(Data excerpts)
_ _ _ _ _
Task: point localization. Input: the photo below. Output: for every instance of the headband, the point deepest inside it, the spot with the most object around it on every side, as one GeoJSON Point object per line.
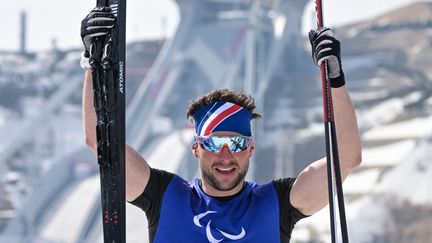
{"type": "Point", "coordinates": [222, 116]}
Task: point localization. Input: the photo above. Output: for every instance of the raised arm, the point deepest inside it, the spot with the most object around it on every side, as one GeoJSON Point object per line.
{"type": "Point", "coordinates": [98, 23]}
{"type": "Point", "coordinates": [309, 193]}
_ _ _ _ _
## Problem details
Could you copy every record exactly, without the pictures?

## Task output
Task: point localization. Input: the photo below. Output: for every instance of the headband, the point deepest inside it, the spot with the most object around it on every side, as one GeoJSON Point object per line.
{"type": "Point", "coordinates": [222, 116]}
Task: point localization. Input: the photo above. Output: for every instance of the raised arm, the point deepest inside it, the spot with the most object around it on every side, as one GeoJSON Point object per line.
{"type": "Point", "coordinates": [98, 23]}
{"type": "Point", "coordinates": [309, 193]}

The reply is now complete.